__Work item__
Reproduce the records below exactly as shown.
Records supplied: Begin
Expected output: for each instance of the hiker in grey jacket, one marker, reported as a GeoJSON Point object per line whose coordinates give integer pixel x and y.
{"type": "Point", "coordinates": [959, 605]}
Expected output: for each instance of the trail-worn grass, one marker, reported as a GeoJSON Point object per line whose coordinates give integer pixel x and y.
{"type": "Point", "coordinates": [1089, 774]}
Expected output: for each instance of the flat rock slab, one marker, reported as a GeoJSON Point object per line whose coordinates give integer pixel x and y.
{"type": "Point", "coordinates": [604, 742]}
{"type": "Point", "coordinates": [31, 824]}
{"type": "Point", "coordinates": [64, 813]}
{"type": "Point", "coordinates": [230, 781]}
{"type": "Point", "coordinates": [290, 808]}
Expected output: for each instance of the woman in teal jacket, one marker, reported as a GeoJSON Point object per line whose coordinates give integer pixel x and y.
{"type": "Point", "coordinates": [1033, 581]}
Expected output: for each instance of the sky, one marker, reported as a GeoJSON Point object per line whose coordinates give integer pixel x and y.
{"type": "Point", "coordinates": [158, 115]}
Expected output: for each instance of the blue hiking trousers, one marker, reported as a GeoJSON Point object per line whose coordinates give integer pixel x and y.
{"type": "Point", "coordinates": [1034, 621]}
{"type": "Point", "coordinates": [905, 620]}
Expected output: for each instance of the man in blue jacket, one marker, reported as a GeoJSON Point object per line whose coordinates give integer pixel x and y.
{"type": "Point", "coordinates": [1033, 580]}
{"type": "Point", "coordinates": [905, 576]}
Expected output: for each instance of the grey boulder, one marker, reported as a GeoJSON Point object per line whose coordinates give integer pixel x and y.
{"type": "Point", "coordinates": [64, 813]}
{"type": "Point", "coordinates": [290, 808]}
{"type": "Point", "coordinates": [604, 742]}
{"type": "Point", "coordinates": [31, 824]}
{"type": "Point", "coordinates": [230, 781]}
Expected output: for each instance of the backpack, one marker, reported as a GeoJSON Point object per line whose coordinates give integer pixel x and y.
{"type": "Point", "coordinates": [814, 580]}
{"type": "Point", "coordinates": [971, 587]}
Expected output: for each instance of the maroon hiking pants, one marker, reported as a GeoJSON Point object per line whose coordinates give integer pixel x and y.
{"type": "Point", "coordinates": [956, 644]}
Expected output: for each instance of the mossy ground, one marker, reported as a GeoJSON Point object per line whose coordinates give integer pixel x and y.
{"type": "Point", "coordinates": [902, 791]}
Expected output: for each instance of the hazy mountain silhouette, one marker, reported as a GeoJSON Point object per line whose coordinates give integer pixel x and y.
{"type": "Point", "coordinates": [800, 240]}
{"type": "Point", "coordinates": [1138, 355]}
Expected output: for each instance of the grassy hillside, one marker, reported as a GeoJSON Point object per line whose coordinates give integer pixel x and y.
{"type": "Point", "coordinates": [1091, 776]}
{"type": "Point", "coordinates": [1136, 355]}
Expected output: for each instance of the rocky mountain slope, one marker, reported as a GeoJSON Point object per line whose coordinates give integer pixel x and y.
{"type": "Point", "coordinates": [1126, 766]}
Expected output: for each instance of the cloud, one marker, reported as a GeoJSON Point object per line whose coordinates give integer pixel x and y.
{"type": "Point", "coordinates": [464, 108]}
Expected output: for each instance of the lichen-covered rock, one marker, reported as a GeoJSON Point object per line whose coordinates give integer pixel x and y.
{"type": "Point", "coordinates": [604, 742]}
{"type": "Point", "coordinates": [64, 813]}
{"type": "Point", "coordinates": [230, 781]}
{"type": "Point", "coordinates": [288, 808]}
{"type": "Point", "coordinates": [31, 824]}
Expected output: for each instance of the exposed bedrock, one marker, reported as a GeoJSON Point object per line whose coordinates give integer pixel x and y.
Records supplied: End
__Exercise answer__
Expected output: for each instance of the hiker in grey jacket, one marker, reported as a GeoJSON Point object per line whose coordinates give integer pixel x and y.
{"type": "Point", "coordinates": [959, 605]}
Expected output: for each instance of the trail-worn grass, one marker, reported as a GeoJSON Point object per line whose coordinates give integer pixel x and y.
{"type": "Point", "coordinates": [1089, 774]}
Expected output: for each instance of the flat rock slab, one marker, reported as a GeoJSON Point object per line whose coordinates give integer pixel x and y.
{"type": "Point", "coordinates": [604, 742]}
{"type": "Point", "coordinates": [31, 824]}
{"type": "Point", "coordinates": [64, 813]}
{"type": "Point", "coordinates": [230, 781]}
{"type": "Point", "coordinates": [290, 808]}
Expected output: for each instance of the woman in teal jacket, one marker, reported as a GeoJSON Point object per line whose coordinates give integer pixel x and y.
{"type": "Point", "coordinates": [1033, 581]}
Expected output: for each instance of the sky, one marker, reported as a GeoJSON Point object per line whose coordinates give integer pixel x and y.
{"type": "Point", "coordinates": [158, 115]}
Expected output: for each instance of the blue hiking trousers, one marker, reported as a GeoJSON Point object per line whose coordinates give integer pixel x and y.
{"type": "Point", "coordinates": [1034, 621]}
{"type": "Point", "coordinates": [905, 620]}
Expected output: for each instance of the man in blue jacket, one marker, reported as a GeoJSON Point object per line whose coordinates give integer pixel x and y.
{"type": "Point", "coordinates": [1033, 580]}
{"type": "Point", "coordinates": [905, 576]}
Expected output: for each instance of the grey boulder, one marker, reported as a GeoJSON Point object per line whose coordinates give integer pixel x and y.
{"type": "Point", "coordinates": [64, 813]}
{"type": "Point", "coordinates": [290, 808]}
{"type": "Point", "coordinates": [604, 742]}
{"type": "Point", "coordinates": [31, 824]}
{"type": "Point", "coordinates": [230, 781]}
Expected output: for each instance of the backpack, one marker, reported as a GeoJSON Point object per line whose coordinates give integer pixel x and y.
{"type": "Point", "coordinates": [814, 580]}
{"type": "Point", "coordinates": [971, 587]}
Expected output: for each instance of the maroon hiking pants, one marker, reported as a GeoJSON Point object per line whose coordinates give integer pixel x and y.
{"type": "Point", "coordinates": [956, 644]}
Expected output: for each instance of the mossy ground, one marker, reported as a GeoJSON Point object per line whose coordinates give integer pixel x and y.
{"type": "Point", "coordinates": [902, 791]}
Expected output: for each instance of the hazy mountain silhouette, one marker, reported as a GeoJSON Point object per line whose coordinates give integer pixel x and y.
{"type": "Point", "coordinates": [800, 240]}
{"type": "Point", "coordinates": [1138, 355]}
Expected output: for each instance of the grassy hillside, one marker, reported as a GeoJSON Point object per line whose coordinates give integer pixel x and y.
{"type": "Point", "coordinates": [1091, 776]}
{"type": "Point", "coordinates": [1136, 355]}
Expected output: for each instance of the rocky mountain slope, one marker, reported as a GeoJSON Point object per line whose coordinates give integer pixel x and y.
{"type": "Point", "coordinates": [1126, 766]}
Expected output: for each instance of the cloud, one marker, reported as a GeoJSON Point object per line whose coordinates give integer pixel x and y.
{"type": "Point", "coordinates": [464, 108]}
Expected output: for each instance of the lichen-covered rock, one marker, reported as a GeoJSON Point object per line whose coordinates give integer pixel x and y.
{"type": "Point", "coordinates": [604, 742]}
{"type": "Point", "coordinates": [64, 813]}
{"type": "Point", "coordinates": [230, 781]}
{"type": "Point", "coordinates": [288, 808]}
{"type": "Point", "coordinates": [31, 824]}
Expected output: for each instance of the exposed bedrock, one marker, reported as a GeoJSON Point object per line whose coordinates give integer pixel x and y.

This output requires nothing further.